*** Opening of Source data ***

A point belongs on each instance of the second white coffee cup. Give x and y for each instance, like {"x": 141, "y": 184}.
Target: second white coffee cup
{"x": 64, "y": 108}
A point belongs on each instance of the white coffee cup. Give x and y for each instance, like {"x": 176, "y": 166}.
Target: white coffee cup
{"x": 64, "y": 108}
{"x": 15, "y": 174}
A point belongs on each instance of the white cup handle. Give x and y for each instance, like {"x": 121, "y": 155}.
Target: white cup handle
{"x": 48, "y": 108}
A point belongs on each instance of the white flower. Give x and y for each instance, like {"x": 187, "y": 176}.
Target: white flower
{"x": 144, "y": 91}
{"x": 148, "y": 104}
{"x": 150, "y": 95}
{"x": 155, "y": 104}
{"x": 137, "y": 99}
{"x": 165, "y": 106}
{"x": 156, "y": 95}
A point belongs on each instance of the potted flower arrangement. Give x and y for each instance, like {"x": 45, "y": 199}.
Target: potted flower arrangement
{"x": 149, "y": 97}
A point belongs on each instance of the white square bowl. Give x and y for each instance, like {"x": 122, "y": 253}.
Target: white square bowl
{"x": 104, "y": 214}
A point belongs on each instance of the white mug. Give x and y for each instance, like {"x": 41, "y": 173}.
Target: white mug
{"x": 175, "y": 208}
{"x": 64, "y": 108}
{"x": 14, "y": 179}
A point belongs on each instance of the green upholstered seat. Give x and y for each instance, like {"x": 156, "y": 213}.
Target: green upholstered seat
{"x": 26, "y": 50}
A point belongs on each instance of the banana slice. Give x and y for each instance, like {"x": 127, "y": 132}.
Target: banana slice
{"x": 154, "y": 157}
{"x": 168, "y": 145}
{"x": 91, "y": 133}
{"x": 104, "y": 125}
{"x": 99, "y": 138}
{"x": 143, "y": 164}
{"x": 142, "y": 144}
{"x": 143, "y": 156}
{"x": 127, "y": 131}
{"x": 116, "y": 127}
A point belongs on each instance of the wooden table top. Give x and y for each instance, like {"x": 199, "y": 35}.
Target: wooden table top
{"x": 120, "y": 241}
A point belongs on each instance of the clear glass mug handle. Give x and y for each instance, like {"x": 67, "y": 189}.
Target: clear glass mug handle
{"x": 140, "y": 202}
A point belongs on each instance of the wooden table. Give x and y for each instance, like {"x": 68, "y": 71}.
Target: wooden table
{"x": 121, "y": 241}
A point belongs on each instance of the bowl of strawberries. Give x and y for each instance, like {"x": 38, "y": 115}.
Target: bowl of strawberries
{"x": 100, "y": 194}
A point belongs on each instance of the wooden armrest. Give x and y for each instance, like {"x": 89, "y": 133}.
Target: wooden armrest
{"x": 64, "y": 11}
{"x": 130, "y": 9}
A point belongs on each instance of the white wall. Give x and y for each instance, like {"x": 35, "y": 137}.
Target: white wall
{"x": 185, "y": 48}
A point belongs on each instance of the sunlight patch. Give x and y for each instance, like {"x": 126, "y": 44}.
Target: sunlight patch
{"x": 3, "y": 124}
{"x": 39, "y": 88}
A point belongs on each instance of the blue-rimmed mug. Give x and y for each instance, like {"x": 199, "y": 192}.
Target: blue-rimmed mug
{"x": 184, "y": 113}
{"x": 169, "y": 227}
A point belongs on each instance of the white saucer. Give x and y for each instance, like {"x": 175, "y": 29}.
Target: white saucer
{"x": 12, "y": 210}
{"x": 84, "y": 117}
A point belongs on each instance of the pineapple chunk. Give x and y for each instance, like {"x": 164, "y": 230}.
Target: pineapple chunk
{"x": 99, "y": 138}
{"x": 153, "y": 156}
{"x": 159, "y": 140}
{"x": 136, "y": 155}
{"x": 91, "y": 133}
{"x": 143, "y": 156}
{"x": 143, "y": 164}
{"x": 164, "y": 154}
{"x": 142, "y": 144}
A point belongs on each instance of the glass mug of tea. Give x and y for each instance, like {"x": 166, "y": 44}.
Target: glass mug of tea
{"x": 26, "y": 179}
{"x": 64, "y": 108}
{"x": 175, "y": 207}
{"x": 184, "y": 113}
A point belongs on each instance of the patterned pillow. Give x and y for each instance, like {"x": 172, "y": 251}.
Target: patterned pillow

*** Close of Source data ***

Activity: From the first line of the data above through the line containing "A point belongs on each instance of the green", repeat each line exactly, and add nothing.

Solution:
A point belongs on each instance of the second white coffee cup. Give x and y for each instance, like {"x": 141, "y": 184}.
Target: second white coffee cup
{"x": 64, "y": 108}
A point belongs on each instance of the white coffee cup. Give x and y for each instance, like {"x": 176, "y": 166}.
Target: white coffee cup
{"x": 64, "y": 108}
{"x": 15, "y": 174}
A point belongs on each instance of the white cup handle. Give x and y for each instance, like {"x": 121, "y": 155}.
Target: white cup handle
{"x": 48, "y": 108}
A point belongs on each instance of the white flower. Give x and y for each instance, like {"x": 187, "y": 176}.
Target: white flower
{"x": 144, "y": 91}
{"x": 148, "y": 104}
{"x": 150, "y": 95}
{"x": 155, "y": 104}
{"x": 137, "y": 99}
{"x": 165, "y": 106}
{"x": 156, "y": 95}
A point belongs on each instance of the potted flower arrangement. Give x and y for each instance, like {"x": 45, "y": 199}.
Target: potted flower arrangement
{"x": 149, "y": 97}
A point belongs on each instance of the white square bowl. Give x and y for each instance, like {"x": 122, "y": 253}.
Target: white square bowl
{"x": 104, "y": 214}
A point belongs on each instance of the white mug. Give x and y for each instance, like {"x": 41, "y": 173}.
Target: white mug
{"x": 175, "y": 208}
{"x": 64, "y": 108}
{"x": 14, "y": 179}
A point belongs on each instance of the green upholstered seat. Give x and y for each instance, like {"x": 156, "y": 213}.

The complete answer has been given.